PROBLEMS AND TASKS:
**a.** In the summary of the study on headache in children with pseudotumor cerebri syndrome, what was the median age of the patients whose charts were reviewed?
**b.** Translate this sentence from the summary of the pediatric headache study into Spanish: "The study’s retrospective design and the reliance on patient data from one center were the main limitations of the analysis."
**c.** Copy the part of the pediatric headache study summary that begins at "The investigators of" and ends after "study. Headache. 2018;58:1339-1346.", substituting "cerebrospinal fluid pressure" for "opening pressure" each time it appears.

SOURCE DOCUMENT:
+ + + + +
In children with pseudotumor cerebri syndrome (PTCS), the incidence of headache is typically episodic or constant, and its presence generally involves the neck and shoulders, according to findings from a medical chart review published in Headache.
Investigators retrospectively reviewed medical charts of patients with suspected or confirmed PTCS who were treated at a single center in Philadelphia (median age, 13.6 years). The investigators further identified patients with suspected or confirmed PTCS and headache. According to updated diagnostic criteria, the researchers classified patients as having definite PTCS (n=61), probable PTCS (n=10), elevated opening pressure (OP) without papilledema (n=31), or normal OP without papilledema (n=25). A review of the patients’ medical charts was performed to identify the characteristics of headache in pediatric PTCS.
Approximately half of the headaches were episodic in nature (49%; 95% CI, 34%-64%) among patients with definite PTCS, whereas 18% (95% CI, 6%-37%) of individuals with elevated OP without papilledema (P =.008 compared with definite PTCS) and 16% (95% CI, 5%-36%) of patients with normal OP but without papilledema (P =.006 compared with definite PTCS) had episodic headache. The primary regions involved with headache in patients with definite PTCS vs patients with elevated OP without papilledema (odds ratio, 7.2; 95% CI, 1.9-27.6) and normal OP (odds ratio, 4.5; 95% CI, 1.3-15.6) included the head, as well as the neck or shoulders.
The study’s retrospective design and the reliance on patient data from one center were the main limitations of the analysis.
The investigators of this study also found that headache was absent in PTCS more frequently in the setting of normal vs elevated opening pressure, which suggested that “intracranial hypertension plays at least a partial role in the pathogenesis of headache in PTCS.”
Hamedani AG, Witonsky KFR, Cosico M, et al. Headache characteristics in children with pseudotumor cerebri syndrome, elevated opening pressure without papilledema, and normal opening pressure: a retrospective cohort study. Headache. 2018;58:1339-1346.
+ + + + +
DATA SHOWN:
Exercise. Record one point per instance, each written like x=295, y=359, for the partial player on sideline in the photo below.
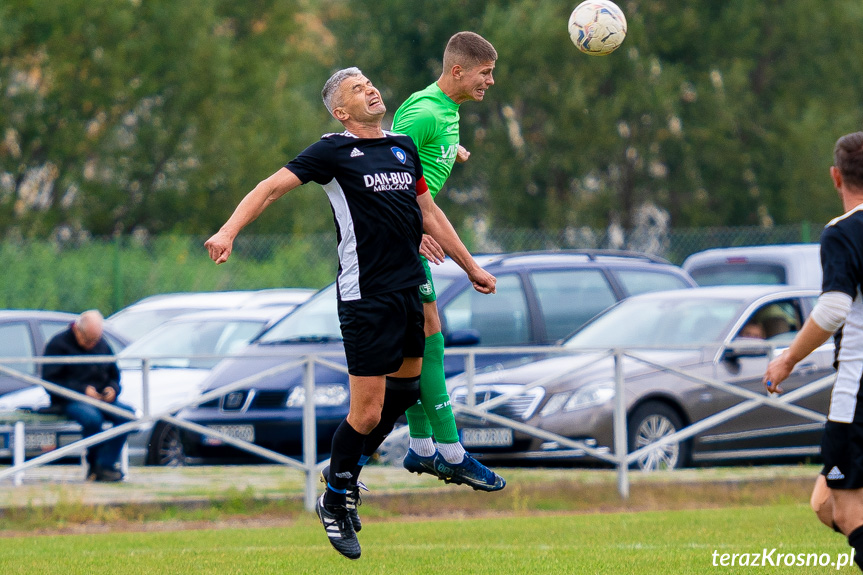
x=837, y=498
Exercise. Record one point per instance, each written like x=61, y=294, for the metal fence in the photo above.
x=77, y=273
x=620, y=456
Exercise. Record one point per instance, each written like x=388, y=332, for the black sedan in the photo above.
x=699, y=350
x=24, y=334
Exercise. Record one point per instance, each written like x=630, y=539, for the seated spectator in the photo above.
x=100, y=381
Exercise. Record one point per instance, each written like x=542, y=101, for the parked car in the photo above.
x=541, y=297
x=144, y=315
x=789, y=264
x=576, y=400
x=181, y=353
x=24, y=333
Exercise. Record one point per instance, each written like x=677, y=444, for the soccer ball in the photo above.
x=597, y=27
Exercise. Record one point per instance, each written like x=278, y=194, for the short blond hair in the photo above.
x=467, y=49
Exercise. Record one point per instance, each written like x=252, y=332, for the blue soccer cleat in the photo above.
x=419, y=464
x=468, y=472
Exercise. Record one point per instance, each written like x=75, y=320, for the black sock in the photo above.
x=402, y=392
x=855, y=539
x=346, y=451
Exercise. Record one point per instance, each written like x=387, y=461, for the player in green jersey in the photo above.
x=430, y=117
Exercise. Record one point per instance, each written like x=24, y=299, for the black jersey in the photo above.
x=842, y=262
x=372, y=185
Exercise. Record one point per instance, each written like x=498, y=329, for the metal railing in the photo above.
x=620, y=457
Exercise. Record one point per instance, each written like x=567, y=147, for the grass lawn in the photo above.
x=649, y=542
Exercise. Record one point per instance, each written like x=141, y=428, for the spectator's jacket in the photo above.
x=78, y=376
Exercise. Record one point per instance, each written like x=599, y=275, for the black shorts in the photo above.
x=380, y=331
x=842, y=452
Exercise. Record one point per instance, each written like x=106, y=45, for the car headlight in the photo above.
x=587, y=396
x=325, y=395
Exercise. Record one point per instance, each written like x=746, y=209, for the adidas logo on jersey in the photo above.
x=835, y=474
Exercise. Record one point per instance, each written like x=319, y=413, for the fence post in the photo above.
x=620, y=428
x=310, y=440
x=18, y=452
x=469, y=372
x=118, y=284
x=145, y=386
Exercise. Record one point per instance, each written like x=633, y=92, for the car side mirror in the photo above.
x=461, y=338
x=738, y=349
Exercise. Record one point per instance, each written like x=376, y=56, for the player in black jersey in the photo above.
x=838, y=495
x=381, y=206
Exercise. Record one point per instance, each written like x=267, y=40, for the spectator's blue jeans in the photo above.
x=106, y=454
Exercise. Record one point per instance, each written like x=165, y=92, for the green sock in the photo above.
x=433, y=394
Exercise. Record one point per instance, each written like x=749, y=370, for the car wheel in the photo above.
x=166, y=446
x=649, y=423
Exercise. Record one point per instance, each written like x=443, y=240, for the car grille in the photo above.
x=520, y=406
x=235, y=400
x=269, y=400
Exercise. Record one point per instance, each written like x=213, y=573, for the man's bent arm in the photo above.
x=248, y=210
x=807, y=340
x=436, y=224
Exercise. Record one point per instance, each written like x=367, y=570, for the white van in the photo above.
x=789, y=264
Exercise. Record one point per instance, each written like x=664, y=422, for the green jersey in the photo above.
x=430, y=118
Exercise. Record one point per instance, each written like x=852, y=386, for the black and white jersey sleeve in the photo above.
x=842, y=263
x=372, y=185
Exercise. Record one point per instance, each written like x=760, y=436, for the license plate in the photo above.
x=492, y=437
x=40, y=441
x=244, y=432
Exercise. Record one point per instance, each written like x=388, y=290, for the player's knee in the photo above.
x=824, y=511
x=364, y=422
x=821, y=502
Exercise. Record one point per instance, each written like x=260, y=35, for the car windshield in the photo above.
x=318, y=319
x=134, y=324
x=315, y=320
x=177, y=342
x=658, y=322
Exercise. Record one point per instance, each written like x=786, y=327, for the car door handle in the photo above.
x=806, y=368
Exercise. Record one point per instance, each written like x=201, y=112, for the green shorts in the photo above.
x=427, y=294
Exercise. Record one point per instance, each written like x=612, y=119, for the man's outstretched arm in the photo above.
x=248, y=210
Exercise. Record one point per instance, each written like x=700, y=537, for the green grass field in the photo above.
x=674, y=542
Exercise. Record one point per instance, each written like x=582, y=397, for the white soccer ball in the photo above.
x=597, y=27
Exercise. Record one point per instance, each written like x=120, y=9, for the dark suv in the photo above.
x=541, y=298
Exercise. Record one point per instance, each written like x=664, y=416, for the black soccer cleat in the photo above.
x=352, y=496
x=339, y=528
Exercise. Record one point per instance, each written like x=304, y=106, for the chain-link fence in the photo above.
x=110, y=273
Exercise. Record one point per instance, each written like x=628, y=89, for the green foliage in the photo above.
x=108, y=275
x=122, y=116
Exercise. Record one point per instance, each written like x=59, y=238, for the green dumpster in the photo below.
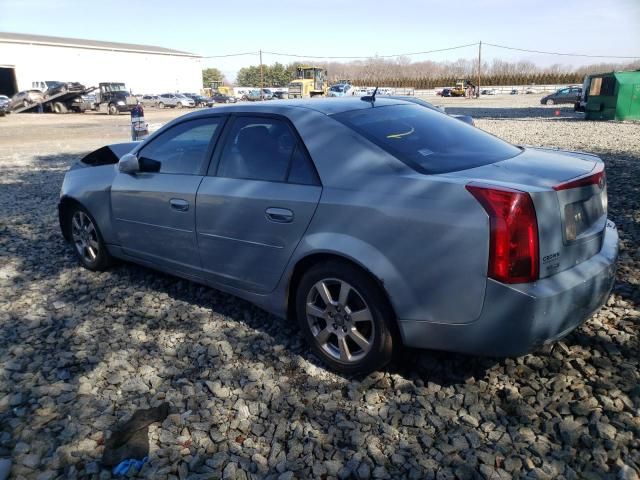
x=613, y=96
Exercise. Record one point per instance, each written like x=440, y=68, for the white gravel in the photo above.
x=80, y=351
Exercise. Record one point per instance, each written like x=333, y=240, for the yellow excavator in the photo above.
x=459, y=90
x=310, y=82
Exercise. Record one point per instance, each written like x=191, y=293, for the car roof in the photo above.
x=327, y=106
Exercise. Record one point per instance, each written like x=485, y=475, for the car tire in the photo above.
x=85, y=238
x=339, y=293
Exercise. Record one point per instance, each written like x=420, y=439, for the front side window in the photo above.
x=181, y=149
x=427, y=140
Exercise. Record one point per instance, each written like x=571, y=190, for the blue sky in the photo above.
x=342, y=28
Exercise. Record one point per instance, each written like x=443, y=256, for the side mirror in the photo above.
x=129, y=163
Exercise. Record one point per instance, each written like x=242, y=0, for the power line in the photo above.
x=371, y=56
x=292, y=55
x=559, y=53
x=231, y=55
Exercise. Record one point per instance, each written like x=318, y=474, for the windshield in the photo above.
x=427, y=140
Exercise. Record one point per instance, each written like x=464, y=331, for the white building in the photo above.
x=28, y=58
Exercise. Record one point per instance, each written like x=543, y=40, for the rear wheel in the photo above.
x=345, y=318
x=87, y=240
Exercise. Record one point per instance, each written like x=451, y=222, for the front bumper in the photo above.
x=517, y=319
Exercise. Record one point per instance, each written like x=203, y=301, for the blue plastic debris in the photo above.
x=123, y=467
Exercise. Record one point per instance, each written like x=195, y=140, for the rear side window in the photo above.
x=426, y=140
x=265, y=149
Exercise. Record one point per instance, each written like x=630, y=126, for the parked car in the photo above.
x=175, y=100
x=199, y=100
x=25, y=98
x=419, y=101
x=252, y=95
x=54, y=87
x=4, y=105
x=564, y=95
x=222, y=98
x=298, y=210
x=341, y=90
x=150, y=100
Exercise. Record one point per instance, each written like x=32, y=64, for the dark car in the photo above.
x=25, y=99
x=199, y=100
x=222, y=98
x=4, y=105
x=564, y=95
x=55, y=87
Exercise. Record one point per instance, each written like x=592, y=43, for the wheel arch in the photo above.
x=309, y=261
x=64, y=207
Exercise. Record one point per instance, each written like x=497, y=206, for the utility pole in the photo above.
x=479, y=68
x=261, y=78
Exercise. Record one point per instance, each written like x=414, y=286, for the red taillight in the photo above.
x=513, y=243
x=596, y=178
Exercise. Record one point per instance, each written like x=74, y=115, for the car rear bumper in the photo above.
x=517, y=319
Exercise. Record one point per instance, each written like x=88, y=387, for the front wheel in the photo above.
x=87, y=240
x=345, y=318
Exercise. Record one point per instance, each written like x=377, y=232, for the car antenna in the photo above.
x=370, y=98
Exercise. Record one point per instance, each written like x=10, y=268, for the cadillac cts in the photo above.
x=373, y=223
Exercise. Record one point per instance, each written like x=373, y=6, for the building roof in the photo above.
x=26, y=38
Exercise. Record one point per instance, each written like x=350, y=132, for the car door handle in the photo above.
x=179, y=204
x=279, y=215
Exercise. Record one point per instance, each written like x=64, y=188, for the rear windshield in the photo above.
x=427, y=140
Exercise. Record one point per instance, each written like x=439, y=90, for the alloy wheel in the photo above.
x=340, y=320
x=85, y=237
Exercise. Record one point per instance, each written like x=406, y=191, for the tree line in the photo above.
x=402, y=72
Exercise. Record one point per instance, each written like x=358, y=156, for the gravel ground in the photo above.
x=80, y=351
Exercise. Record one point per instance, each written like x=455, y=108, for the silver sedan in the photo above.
+ + + + +
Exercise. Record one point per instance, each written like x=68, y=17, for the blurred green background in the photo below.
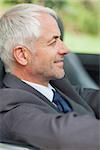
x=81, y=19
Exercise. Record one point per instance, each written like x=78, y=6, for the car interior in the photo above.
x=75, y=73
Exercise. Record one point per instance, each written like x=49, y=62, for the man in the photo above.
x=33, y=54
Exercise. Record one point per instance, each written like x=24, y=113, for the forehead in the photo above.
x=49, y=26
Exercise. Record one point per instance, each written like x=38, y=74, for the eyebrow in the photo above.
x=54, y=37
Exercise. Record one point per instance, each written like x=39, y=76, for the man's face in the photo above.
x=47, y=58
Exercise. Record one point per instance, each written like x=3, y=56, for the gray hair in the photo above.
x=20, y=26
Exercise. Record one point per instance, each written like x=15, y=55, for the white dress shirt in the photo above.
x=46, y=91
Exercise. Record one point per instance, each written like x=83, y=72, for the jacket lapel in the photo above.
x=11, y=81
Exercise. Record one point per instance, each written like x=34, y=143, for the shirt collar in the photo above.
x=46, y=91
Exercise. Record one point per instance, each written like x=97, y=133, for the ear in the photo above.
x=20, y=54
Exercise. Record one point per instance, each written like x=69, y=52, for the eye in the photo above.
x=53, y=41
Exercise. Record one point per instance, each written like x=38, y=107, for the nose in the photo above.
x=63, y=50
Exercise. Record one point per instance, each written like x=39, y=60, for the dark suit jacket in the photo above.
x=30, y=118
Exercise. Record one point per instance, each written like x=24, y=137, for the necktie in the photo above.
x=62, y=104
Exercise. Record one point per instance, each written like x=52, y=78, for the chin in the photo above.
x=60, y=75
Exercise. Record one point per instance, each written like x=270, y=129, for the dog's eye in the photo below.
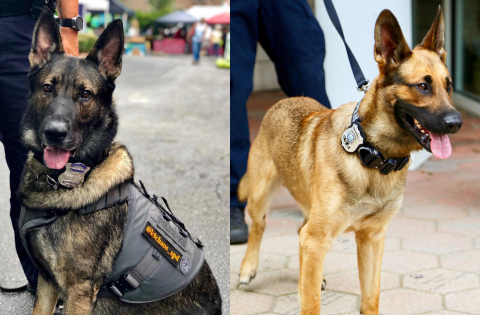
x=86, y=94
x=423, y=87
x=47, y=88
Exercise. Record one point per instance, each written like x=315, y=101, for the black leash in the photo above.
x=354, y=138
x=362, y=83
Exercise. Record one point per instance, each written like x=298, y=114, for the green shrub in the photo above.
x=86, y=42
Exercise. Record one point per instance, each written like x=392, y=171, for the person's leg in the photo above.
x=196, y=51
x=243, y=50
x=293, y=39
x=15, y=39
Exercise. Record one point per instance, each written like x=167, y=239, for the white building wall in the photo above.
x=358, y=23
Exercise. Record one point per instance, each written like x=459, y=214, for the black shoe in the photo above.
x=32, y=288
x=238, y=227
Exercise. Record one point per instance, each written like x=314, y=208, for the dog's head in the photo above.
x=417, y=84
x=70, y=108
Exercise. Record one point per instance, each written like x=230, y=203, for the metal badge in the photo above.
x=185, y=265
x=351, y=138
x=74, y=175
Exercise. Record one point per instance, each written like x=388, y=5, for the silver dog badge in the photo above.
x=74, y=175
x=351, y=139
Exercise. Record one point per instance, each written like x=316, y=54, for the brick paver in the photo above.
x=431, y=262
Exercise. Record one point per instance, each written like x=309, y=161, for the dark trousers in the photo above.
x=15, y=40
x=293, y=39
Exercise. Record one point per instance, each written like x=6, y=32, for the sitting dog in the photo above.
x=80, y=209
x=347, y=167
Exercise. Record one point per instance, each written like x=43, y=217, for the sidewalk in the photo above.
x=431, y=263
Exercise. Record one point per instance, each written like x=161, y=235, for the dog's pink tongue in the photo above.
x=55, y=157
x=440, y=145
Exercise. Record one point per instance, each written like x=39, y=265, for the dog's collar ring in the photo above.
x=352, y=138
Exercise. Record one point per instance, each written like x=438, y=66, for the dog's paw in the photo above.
+ + + + +
ANSWERS TO THIS EXERCISE:
**a.** 13.6 years

**b.** El diseño retrospectivo del estudio y la dependencia de datos de pacientes de un solo centro fueron las principales limitaciones del análisis.

**c.**
The investigators of this study also found that headache was absent in PTCS more frequently in the setting of normal vs elevated cerebrospinal fluid pressure, which suggested that “intracranial hypertension plays at least a partial role in the pathogenesis of headache in PTCS.”
Hamedani AG, Witonsky KFR, Cosico M, et al. Headache characteristics in children with pseudotumor cerebri syndrome, elevated cerebrospinal fluid pressure without papilledema, and normal cerebrospinal fluid pressure: a retrospective cohort study. Headache. 2018;58:1339-1346.